DIRECTION: Report each line in the rows below that contains the string "white", copying every such line in full. Case counts.

DATA TO PROCESS:
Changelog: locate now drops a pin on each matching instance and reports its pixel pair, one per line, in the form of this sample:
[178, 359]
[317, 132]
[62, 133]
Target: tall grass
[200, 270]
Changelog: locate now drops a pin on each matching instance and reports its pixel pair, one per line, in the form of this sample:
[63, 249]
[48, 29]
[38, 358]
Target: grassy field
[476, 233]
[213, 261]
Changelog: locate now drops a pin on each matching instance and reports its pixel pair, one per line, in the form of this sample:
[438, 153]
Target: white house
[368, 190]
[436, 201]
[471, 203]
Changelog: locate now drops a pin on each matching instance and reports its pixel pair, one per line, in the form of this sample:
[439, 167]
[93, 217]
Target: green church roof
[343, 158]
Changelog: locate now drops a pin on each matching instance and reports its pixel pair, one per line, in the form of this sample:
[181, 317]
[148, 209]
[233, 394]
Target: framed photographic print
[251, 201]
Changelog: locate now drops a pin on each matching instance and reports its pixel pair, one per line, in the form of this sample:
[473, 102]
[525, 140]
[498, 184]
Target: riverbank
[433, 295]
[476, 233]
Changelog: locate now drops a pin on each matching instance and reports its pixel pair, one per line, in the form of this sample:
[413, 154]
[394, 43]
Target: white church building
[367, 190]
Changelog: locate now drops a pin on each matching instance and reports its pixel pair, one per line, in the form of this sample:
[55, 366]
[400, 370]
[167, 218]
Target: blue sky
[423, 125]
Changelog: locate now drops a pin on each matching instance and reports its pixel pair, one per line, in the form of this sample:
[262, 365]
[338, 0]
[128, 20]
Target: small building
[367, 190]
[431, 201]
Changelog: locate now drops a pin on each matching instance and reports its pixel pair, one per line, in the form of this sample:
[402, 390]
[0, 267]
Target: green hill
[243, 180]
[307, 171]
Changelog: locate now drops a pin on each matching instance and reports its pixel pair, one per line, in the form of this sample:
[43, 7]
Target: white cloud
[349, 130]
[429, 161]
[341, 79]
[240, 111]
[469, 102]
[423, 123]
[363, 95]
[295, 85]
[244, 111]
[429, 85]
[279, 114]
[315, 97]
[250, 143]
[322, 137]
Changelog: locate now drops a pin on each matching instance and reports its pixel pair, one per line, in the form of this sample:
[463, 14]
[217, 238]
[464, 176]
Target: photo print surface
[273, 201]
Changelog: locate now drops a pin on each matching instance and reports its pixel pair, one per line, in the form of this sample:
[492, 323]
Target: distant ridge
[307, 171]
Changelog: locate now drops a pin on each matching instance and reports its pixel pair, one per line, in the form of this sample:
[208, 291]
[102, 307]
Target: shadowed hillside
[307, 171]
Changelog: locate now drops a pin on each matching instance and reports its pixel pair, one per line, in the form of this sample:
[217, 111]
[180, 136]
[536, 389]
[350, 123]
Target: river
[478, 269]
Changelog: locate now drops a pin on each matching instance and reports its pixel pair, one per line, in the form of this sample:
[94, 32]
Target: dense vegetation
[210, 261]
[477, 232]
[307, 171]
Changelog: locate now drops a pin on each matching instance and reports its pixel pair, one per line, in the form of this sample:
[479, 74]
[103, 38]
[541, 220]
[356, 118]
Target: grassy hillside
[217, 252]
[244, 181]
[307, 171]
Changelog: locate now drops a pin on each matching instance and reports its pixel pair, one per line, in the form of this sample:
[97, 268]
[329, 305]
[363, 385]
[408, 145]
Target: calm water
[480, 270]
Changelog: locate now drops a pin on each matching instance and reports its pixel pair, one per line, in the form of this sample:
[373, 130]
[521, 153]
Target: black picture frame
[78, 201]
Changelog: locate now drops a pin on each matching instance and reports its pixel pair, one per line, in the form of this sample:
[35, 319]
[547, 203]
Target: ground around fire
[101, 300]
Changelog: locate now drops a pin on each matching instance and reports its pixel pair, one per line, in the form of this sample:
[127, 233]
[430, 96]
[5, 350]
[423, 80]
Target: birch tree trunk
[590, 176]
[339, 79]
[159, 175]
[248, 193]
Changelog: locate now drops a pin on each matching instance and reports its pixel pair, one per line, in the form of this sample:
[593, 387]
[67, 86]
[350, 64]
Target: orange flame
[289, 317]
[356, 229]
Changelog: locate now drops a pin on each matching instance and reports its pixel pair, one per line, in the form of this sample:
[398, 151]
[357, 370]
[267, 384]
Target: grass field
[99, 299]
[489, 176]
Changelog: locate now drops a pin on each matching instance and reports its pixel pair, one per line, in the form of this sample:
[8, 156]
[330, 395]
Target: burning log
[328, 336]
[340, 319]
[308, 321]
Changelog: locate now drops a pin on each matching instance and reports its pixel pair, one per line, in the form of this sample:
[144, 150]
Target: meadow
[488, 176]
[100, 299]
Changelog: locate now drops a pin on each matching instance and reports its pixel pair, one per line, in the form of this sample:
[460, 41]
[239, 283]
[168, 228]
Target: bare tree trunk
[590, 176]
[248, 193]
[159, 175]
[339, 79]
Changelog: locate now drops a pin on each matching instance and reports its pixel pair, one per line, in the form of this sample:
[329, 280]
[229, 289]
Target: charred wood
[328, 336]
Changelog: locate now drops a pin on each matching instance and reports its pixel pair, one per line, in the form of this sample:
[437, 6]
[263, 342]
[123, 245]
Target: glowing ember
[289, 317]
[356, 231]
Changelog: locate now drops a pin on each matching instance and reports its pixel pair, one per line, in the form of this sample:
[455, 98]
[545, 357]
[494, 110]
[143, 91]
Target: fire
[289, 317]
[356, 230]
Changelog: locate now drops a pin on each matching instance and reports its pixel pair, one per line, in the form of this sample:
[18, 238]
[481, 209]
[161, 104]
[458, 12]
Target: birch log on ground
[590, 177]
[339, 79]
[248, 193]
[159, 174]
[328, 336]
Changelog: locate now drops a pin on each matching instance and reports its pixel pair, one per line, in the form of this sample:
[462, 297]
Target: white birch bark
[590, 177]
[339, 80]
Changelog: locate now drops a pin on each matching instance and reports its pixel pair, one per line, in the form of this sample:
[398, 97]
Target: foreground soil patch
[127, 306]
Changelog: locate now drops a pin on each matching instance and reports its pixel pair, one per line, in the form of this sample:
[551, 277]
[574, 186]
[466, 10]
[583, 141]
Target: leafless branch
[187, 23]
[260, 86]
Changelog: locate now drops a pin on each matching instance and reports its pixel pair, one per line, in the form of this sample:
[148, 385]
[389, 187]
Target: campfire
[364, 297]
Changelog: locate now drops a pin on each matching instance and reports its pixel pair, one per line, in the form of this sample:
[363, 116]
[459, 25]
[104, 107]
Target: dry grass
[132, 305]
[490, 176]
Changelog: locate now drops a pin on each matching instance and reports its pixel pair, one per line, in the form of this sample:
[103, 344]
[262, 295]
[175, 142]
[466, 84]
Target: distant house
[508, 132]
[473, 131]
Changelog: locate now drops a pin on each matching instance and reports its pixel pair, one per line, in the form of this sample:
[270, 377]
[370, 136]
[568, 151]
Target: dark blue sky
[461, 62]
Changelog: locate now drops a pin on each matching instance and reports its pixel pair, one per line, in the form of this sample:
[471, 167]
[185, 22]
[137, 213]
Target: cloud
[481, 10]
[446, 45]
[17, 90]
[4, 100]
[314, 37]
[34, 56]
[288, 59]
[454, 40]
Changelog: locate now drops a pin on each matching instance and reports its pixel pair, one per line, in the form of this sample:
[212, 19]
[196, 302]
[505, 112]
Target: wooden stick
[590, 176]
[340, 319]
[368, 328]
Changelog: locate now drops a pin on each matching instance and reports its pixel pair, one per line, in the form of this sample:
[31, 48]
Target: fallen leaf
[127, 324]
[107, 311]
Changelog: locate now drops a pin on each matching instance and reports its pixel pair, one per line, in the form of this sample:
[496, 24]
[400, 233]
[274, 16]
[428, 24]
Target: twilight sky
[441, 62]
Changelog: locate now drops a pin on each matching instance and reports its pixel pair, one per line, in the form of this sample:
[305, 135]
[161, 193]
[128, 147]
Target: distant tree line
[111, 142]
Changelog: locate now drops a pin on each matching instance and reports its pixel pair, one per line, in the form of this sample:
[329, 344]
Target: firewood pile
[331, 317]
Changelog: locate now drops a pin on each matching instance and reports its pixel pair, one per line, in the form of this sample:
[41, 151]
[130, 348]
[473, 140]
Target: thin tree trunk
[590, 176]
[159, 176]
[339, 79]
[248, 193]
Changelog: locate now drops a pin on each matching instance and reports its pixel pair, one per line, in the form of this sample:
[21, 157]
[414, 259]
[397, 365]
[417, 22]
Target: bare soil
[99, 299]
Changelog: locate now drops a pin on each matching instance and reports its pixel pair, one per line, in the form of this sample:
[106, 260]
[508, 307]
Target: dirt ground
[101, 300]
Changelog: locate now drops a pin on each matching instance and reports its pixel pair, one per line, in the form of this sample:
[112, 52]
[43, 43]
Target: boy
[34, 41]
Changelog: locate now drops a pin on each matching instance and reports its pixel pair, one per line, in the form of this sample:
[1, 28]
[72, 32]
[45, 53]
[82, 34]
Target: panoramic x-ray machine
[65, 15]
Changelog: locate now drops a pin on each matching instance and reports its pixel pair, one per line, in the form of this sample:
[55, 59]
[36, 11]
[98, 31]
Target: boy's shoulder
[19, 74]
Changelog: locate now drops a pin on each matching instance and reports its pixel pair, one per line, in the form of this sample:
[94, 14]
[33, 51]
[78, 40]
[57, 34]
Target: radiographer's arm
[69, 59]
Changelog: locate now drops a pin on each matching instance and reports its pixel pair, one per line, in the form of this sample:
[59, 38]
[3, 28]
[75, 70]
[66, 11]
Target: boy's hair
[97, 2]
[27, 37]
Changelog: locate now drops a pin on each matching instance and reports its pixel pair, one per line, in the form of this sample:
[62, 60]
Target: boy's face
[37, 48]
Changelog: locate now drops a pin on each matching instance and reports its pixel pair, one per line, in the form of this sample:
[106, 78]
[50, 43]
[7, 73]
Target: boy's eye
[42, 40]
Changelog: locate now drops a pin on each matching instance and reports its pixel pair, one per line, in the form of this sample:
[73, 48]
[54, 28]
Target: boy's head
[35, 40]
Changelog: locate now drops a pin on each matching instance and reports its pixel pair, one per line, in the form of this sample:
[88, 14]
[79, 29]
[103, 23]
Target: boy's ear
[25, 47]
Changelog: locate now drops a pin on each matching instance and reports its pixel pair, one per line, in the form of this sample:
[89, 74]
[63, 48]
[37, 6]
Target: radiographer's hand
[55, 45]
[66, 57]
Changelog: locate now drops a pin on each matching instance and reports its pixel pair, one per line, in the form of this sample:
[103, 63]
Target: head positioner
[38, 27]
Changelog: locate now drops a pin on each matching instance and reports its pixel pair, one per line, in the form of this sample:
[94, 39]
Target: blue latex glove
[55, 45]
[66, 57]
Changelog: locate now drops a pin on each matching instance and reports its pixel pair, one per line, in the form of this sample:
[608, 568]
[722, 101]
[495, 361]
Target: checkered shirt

FINAL RESULT:
Target: white house
Target: white church building
Target: white cloud
Target: white birch bark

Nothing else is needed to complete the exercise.